Task instructions: Please report how many lines of the material below contain the string "wearing", giving only the number; case counts.

Supplied entries:
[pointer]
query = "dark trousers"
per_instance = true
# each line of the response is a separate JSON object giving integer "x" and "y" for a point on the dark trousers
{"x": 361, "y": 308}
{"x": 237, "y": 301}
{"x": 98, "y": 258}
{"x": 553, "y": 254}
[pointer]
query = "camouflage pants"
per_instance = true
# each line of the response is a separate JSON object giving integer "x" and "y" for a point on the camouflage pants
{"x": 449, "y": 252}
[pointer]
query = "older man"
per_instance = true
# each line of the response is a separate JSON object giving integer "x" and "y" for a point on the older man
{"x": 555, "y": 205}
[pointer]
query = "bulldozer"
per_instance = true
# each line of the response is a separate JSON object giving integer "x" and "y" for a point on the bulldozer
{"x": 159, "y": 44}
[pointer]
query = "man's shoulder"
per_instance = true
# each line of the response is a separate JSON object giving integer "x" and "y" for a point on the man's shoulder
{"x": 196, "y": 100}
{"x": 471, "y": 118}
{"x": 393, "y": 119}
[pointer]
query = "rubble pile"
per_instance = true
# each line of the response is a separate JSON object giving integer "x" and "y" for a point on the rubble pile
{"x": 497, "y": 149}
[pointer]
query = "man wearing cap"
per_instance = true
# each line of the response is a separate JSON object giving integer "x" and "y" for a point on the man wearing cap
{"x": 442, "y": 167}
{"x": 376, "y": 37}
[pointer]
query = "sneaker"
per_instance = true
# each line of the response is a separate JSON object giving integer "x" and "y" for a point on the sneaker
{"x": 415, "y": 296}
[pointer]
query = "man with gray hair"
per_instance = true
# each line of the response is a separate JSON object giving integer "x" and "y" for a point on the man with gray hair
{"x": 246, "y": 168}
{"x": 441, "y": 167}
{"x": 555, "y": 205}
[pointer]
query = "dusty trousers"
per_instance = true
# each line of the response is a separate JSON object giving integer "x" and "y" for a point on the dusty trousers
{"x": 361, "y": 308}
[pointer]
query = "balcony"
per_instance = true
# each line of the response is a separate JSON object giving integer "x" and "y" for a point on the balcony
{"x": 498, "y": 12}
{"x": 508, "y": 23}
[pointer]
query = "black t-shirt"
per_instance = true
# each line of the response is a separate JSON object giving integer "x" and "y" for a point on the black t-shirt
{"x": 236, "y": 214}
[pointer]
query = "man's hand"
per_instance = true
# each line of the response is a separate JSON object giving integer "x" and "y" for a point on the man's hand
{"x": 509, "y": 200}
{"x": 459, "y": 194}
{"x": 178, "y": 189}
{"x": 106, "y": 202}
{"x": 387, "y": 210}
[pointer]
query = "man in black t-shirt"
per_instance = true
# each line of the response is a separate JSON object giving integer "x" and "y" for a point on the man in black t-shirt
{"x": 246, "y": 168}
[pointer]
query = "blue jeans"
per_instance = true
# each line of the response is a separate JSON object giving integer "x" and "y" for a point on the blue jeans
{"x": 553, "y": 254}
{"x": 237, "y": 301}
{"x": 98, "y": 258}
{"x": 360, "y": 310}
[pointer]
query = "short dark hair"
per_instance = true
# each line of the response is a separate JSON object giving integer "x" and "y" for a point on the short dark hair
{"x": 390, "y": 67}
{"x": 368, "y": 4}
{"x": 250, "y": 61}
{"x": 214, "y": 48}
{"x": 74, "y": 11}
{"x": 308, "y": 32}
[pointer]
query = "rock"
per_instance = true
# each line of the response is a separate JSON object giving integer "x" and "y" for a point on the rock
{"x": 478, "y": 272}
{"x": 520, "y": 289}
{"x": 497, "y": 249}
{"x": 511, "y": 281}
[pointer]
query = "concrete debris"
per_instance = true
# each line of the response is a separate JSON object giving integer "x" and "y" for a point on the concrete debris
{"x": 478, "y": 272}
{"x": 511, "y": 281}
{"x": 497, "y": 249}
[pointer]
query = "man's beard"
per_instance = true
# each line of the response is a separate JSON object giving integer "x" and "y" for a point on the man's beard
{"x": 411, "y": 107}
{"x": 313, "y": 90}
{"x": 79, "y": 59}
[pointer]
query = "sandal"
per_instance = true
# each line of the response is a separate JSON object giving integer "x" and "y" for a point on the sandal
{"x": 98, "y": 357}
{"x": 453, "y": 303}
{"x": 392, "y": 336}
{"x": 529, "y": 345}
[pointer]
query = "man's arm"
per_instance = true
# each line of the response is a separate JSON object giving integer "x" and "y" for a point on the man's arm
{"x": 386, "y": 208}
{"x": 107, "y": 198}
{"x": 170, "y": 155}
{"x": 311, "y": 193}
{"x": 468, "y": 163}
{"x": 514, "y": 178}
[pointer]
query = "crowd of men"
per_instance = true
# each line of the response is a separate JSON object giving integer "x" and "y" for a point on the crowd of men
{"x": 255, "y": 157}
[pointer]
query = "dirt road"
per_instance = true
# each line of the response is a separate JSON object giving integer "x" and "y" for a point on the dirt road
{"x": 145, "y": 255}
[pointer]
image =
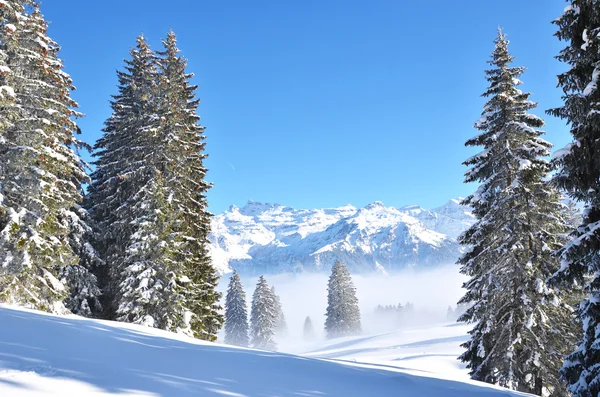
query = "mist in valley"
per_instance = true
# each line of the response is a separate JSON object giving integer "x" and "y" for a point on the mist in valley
{"x": 430, "y": 291}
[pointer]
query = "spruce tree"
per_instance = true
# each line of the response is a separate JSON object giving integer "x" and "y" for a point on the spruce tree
{"x": 130, "y": 202}
{"x": 343, "y": 315}
{"x": 579, "y": 175}
{"x": 281, "y": 324}
{"x": 182, "y": 162}
{"x": 41, "y": 173}
{"x": 308, "y": 330}
{"x": 522, "y": 328}
{"x": 263, "y": 318}
{"x": 236, "y": 317}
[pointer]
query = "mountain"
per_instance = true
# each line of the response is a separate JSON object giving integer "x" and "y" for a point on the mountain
{"x": 271, "y": 238}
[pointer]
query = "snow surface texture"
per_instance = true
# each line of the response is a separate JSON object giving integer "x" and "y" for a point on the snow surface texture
{"x": 42, "y": 355}
{"x": 271, "y": 238}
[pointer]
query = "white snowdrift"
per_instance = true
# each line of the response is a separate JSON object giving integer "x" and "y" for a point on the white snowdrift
{"x": 45, "y": 355}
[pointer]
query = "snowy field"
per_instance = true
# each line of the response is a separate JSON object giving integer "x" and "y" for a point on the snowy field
{"x": 46, "y": 355}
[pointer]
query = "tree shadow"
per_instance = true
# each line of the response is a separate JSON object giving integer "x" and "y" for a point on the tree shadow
{"x": 120, "y": 358}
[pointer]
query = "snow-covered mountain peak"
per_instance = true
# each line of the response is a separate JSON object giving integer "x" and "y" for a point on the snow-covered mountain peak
{"x": 374, "y": 205}
{"x": 253, "y": 208}
{"x": 270, "y": 238}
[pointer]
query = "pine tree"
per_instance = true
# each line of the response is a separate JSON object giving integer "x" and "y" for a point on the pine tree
{"x": 130, "y": 202}
{"x": 579, "y": 175}
{"x": 281, "y": 324}
{"x": 236, "y": 317}
{"x": 522, "y": 328}
{"x": 308, "y": 331}
{"x": 343, "y": 315}
{"x": 263, "y": 317}
{"x": 182, "y": 162}
{"x": 120, "y": 167}
{"x": 41, "y": 173}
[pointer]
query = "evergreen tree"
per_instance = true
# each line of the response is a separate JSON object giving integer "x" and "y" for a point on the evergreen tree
{"x": 236, "y": 317}
{"x": 579, "y": 176}
{"x": 343, "y": 315}
{"x": 450, "y": 314}
{"x": 41, "y": 173}
{"x": 308, "y": 331}
{"x": 130, "y": 202}
{"x": 522, "y": 328}
{"x": 263, "y": 317}
{"x": 281, "y": 324}
{"x": 182, "y": 162}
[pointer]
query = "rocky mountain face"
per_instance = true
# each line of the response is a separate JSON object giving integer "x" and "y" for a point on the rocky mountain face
{"x": 271, "y": 238}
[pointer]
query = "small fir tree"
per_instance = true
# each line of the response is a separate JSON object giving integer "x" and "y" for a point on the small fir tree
{"x": 263, "y": 318}
{"x": 343, "y": 315}
{"x": 236, "y": 317}
{"x": 308, "y": 330}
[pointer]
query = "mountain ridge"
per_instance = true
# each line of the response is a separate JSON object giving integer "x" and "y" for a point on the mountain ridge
{"x": 273, "y": 238}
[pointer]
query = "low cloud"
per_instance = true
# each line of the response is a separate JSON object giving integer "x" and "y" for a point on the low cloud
{"x": 431, "y": 291}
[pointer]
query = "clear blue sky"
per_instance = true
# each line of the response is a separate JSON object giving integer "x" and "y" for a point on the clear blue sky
{"x": 322, "y": 103}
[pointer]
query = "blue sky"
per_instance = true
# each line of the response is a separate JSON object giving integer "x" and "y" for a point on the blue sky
{"x": 322, "y": 103}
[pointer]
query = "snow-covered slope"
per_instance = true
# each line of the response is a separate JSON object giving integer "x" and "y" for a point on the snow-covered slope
{"x": 272, "y": 238}
{"x": 43, "y": 355}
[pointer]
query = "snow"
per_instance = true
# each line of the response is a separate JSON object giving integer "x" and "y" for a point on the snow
{"x": 43, "y": 355}
{"x": 593, "y": 83}
{"x": 263, "y": 237}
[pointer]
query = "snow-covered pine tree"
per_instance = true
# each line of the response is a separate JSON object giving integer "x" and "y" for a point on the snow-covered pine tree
{"x": 41, "y": 173}
{"x": 236, "y": 316}
{"x": 82, "y": 284}
{"x": 308, "y": 330}
{"x": 182, "y": 162}
{"x": 263, "y": 317}
{"x": 281, "y": 324}
{"x": 522, "y": 328}
{"x": 149, "y": 292}
{"x": 129, "y": 200}
{"x": 343, "y": 315}
{"x": 119, "y": 156}
{"x": 579, "y": 175}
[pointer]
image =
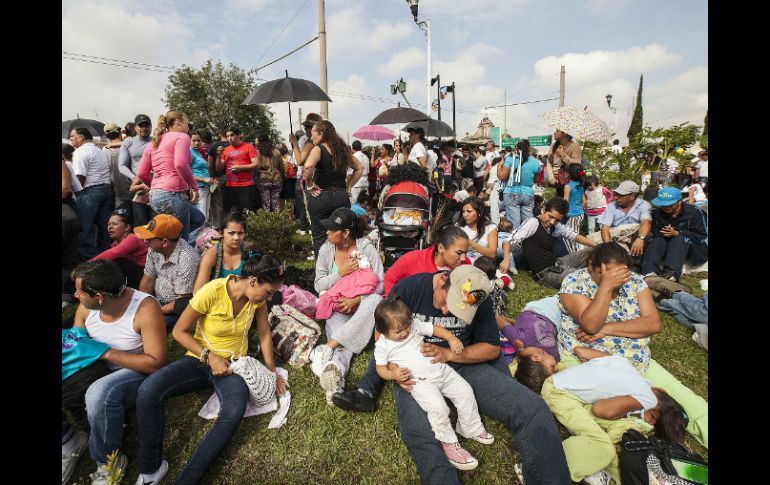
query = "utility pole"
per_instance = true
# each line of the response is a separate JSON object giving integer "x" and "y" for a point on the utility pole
{"x": 322, "y": 44}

Result: 2